◆ Your task
Exact reproduction of the following data is required.

━━━━━ Study material

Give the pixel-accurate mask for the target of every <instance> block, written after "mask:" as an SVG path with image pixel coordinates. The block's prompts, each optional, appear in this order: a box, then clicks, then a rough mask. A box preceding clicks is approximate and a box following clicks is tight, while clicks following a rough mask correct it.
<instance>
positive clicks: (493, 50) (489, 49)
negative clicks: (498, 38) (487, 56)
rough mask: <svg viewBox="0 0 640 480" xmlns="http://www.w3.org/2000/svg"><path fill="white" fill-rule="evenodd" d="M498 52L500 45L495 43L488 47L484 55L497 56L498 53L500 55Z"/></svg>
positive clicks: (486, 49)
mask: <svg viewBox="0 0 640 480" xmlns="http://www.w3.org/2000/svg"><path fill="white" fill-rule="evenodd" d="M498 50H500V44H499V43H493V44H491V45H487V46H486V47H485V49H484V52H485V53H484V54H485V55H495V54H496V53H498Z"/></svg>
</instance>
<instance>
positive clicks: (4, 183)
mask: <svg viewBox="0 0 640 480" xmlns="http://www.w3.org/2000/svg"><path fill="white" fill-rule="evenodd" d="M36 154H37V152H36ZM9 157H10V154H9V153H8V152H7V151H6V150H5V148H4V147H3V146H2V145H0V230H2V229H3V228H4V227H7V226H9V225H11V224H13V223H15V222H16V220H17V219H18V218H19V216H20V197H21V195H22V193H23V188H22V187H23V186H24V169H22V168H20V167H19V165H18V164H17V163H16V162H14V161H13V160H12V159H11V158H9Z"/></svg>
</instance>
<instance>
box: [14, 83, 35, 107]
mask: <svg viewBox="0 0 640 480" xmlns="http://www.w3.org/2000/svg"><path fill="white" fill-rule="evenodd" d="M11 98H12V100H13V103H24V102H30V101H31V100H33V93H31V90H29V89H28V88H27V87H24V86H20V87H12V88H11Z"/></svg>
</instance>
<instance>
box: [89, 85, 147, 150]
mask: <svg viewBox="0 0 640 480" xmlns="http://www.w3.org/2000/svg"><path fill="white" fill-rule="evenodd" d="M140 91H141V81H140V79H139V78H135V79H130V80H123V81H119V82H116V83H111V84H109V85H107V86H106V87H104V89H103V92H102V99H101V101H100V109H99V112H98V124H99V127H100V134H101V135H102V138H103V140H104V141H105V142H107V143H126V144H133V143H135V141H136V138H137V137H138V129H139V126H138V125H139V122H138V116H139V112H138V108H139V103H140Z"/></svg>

━━━━━━━━━━

◆ Task solution
Give the pixel-accurate mask for the target of every <instance> block, written after "mask:" as an SVG path with image pixel coordinates. The block's prompts, each optional, appear in this order: a box, then clicks, then a rough mask. A box preceding clicks is approximate and a box following clicks is tight, while clicks following a rough mask correct it.
<instance>
positive clicks: (493, 50) (489, 49)
negative clicks: (498, 38) (487, 56)
rough mask: <svg viewBox="0 0 640 480" xmlns="http://www.w3.org/2000/svg"><path fill="white" fill-rule="evenodd" d="M498 52L500 45L495 43L488 47L484 55L497 56L498 53L500 55Z"/></svg>
positive clicks: (486, 49)
mask: <svg viewBox="0 0 640 480" xmlns="http://www.w3.org/2000/svg"><path fill="white" fill-rule="evenodd" d="M498 50H500V44H499V43H493V44H491V45H487V46H486V47H485V49H484V52H485V53H484V54H485V55H495V54H496V53H498Z"/></svg>
</instance>
<instance>
positive clicks: (4, 183)
mask: <svg viewBox="0 0 640 480" xmlns="http://www.w3.org/2000/svg"><path fill="white" fill-rule="evenodd" d="M36 154H37V152H36ZM9 157H10V154H9V153H8V152H7V151H6V150H5V148H4V147H3V146H2V145H0V230H2V229H3V228H4V227H7V226H9V225H11V224H13V223H15V222H16V220H17V219H18V218H19V216H20V197H21V195H22V193H23V188H22V187H23V186H24V169H22V168H20V167H19V165H18V164H17V163H16V162H14V161H13V160H12V159H11V158H9Z"/></svg>
</instance>
<instance>
box: [14, 83, 35, 107]
mask: <svg viewBox="0 0 640 480" xmlns="http://www.w3.org/2000/svg"><path fill="white" fill-rule="evenodd" d="M11 98H12V100H13V103H24V102H30V101H31V100H33V93H31V90H29V89H28V88H27V87H24V86H20V87H12V88H11Z"/></svg>
</instance>
<instance>
box: [89, 85, 147, 150]
mask: <svg viewBox="0 0 640 480" xmlns="http://www.w3.org/2000/svg"><path fill="white" fill-rule="evenodd" d="M140 91H141V81H140V79H139V78H135V79H130V80H123V81H119V82H116V83H111V84H109V85H107V86H106V87H104V89H103V92H102V99H101V101H100V109H99V112H98V124H99V127H100V134H101V135H102V138H103V140H104V141H105V142H107V143H126V144H133V143H135V141H136V138H137V137H138V129H139V126H138V125H139V122H138V116H139V112H138V108H139V103H140Z"/></svg>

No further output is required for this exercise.